The wording of the ground:-
“Whether or not any rent is in arrears on the date on which proceedings for possession are begun, the tenant has persistently delayed paying rent which has become lawfully due.”
Now lets pick it apart.
Probably the shortest article in this series to be honest [no its not, Ed].
Ground 11 is always lumped in with Grounds 8 and 10, because if there are rent arrears then it stands to reason there is also a persistent delay in paying rent.
Even the bible on such matters “Defending Possession Proceedings” doesn’t give us much to go on, apart from drawing out attention to the phrase “Lawfully due”. Bearing in mind that if a landlord has not complied with Section 47 and 48 of the Landlord and Tenant Act 1987 then the landlord is not entitled to receive rent.
Sometimes rent will fall on a due date but the tenant gets paid a few days later, causing the rent to always be a bit late, giving rise to the ground but good luck on that one. It’s a discretionary ground and a landlord would have to go some to prove that it was reasonable to grant possession.
Courts have been known to simply advise the landlord to adjust the due date, merely as a practical solution.
Whilst seeing its ubiquity in rent arrears grounds I have never, in 25 years seen it promoted as a reason for possession on its own.
Defending this ground
Reasonableness people, reasonableness. You will need to concentrate on exactly how the landlord is being financially disadvantaged by the late payments and as mentioned above, suggest adjusting the payment date where possible to eradicate the problem.
Note from Tessa – a real case!
Ben may not have seen a case with the ‘persistent delay in paying rent’ ground but I have done one!
Background
Back in the day when I did eviction work, I had a regular customer who operated several estates of rented homes. Several of these were let on assured (rather than assured shorthold) tenancies for which section 21 is not available.
We had one tenant (or rather tenant and his wife) who were constantly taking advantage of this. Over the ten years or so that I acted for the client they were always going into arrears. We brought in total about four claims for possession against them.
After the first case where a possession order was granted, the tenants had promised to be good in future – so my clients had decided to be nice and had given them a new tenancy agreement.
After that the tenants obviously thought they were onto a good thing and were always getting into arrears and then paying up at the last minute, causing endless admin aggregation to my clients plus of course the expense of my fees for the court work.
The court proceedings
Finally, the clients decided that enough was enough. Whether or not the tenants paid up we were going to go for possession, relying on ground 11 if we had to.
And that is what we did. As usual the tenants paid up shortly before the court hearing, but we pressed ahead and asked our advocates to request an order for possession, despite the fact that the arrears had been cleared, on the basis that in view of their arrears history and the previous court proceedings, it was unreasonable for the defendants to continue as tenants.
We did get a possession order, but it was suspended on the basis that the tenants paid their rent every month, and further, the order would last for one year only after which we would have to bring a fresh claim if the tenants fell into arrears again.
After the order
Somewhat chastened by this, the tenants paid up for a while, but towards the end of the year they evidently forgot and fell back into their old ways.
As the possession order was still active (I think we were in month 11) I duly applied to the bailiffs for an eviction appointment, and the tenants were horrified to receive, out of the blue, a notice from the bailiffs saying that they were coming round to evict them in a week or so’s time.

--

• [Given problem 1]: Can you reproduce the part of the Ground 11 article starting at "Courts have been" and ending at "on its own.", word for word?
The entries that follow the article on Ground 11 have no connection to it.

--

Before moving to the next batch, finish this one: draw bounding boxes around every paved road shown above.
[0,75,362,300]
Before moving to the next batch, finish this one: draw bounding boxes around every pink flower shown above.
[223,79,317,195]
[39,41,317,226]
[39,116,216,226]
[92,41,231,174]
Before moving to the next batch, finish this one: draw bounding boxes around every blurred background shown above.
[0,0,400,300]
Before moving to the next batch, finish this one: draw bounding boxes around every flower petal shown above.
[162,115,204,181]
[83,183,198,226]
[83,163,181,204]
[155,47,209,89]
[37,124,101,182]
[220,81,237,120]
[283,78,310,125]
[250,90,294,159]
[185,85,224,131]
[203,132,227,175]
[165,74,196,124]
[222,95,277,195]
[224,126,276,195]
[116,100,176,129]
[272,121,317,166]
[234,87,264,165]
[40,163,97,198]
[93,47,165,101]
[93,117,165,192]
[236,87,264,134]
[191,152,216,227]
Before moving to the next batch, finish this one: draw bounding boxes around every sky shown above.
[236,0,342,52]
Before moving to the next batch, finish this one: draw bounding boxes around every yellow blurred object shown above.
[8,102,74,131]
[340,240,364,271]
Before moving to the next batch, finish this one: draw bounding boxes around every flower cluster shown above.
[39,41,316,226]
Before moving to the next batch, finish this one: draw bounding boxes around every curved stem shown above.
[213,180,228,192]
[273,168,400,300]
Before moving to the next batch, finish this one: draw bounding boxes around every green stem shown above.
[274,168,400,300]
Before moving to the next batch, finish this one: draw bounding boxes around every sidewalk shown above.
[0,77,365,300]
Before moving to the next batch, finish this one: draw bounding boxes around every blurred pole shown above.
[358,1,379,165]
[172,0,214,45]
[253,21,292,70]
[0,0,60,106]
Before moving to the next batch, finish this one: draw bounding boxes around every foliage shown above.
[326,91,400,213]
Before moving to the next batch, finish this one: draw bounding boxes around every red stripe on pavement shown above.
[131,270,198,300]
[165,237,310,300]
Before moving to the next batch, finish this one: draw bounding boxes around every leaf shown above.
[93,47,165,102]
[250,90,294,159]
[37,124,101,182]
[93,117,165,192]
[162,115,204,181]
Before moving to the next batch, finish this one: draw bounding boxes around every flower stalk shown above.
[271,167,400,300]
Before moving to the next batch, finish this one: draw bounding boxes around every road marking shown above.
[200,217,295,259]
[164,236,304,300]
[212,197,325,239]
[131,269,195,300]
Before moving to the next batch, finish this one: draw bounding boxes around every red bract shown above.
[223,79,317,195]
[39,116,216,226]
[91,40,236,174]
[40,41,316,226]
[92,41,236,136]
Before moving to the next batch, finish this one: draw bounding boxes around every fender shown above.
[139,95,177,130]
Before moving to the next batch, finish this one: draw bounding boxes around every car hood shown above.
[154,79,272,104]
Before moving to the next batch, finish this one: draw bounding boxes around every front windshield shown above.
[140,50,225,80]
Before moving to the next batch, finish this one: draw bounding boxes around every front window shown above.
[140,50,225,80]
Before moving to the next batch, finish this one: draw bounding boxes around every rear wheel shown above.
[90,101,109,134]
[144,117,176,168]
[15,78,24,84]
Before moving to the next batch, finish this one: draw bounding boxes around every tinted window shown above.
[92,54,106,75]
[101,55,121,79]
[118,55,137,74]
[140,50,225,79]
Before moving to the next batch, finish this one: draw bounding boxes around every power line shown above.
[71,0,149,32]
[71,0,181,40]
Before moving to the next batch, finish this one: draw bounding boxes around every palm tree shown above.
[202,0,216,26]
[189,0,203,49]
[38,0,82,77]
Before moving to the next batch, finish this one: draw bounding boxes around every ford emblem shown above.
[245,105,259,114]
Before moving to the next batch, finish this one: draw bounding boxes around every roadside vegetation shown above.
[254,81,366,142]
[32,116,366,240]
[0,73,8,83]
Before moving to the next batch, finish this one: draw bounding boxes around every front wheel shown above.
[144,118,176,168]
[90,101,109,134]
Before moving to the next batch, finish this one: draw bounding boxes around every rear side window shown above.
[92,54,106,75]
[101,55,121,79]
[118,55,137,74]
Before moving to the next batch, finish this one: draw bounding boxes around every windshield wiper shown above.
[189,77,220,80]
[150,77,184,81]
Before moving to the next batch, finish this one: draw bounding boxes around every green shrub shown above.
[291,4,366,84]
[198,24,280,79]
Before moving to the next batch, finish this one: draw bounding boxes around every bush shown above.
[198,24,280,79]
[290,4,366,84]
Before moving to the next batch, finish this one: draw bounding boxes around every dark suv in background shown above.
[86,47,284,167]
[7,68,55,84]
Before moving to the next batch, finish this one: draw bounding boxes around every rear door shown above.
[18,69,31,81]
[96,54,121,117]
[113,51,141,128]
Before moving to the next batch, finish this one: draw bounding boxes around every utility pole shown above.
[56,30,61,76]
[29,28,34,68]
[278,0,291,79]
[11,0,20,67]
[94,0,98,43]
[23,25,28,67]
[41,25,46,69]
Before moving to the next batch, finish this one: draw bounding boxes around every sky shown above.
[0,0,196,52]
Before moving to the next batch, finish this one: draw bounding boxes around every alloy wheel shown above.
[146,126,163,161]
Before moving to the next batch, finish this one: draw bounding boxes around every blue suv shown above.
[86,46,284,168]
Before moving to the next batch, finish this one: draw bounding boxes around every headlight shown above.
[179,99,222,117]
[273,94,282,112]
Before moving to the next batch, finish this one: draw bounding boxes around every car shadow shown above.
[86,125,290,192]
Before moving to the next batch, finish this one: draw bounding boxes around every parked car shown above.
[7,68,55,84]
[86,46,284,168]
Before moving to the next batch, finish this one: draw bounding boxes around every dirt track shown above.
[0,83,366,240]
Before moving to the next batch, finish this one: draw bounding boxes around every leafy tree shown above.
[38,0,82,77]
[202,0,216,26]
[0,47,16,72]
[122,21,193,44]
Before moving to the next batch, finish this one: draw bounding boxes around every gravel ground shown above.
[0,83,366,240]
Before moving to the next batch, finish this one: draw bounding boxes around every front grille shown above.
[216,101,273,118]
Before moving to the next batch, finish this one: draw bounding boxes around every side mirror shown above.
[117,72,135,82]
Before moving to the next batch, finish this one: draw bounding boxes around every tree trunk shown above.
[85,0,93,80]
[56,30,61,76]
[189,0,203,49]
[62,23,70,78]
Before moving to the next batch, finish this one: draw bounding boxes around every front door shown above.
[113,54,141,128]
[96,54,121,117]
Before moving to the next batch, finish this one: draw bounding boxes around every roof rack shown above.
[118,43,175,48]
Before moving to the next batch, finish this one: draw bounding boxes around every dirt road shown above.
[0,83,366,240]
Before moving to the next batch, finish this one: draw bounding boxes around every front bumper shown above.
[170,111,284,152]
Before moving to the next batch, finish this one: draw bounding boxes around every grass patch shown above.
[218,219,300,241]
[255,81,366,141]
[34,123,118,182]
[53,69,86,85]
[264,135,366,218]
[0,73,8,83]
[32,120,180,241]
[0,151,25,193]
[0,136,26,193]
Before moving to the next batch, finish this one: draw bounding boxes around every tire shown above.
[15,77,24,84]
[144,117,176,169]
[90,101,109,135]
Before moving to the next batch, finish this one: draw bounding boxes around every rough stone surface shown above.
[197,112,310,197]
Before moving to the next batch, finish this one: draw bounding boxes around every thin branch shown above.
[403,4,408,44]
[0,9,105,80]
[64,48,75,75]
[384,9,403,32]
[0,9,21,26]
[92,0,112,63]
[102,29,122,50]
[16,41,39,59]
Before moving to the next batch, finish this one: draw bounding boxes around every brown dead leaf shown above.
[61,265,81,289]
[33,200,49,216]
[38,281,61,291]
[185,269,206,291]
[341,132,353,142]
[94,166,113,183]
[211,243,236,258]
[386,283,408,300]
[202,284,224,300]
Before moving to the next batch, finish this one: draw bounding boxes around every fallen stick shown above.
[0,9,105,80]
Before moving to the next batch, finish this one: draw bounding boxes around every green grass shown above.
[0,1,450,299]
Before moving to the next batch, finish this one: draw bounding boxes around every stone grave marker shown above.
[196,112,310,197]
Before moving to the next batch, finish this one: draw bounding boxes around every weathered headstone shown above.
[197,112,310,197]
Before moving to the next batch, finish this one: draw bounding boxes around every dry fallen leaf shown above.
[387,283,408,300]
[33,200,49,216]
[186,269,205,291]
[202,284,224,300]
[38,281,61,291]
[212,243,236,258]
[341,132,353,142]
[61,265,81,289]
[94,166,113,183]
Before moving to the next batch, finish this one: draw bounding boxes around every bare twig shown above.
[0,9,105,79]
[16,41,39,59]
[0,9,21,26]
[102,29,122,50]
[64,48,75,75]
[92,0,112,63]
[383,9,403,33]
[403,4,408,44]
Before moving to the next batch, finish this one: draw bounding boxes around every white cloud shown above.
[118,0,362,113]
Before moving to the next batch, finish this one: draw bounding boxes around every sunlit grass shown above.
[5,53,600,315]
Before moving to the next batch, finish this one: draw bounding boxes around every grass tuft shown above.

--

• [Given problem 2]: Would you write out the entries word for word, starting at the very first one and ending at the line that contains "[0,0,400,300]", with that line included?

• [Correct result 1]:
Courts have been known to simply advise the landlord to adjust the due date, merely as a practical solution.
Whilst seeing its ubiquity in rent arrears grounds I have never, in 25 years seen it promoted as a reason for possession on its own.

• [Correct result 2]:
Before moving to the next batch, finish this one: draw bounding boxes around every paved road shown above.
[0,75,362,300]
Before moving to the next batch, finish this one: draw bounding boxes around every pink flower shown above.
[223,79,317,195]
[39,41,317,226]
[39,116,216,226]
[92,41,231,174]
Before moving to the next batch, finish this one: draw bounding boxes around every blurred background shown above.
[0,0,400,300]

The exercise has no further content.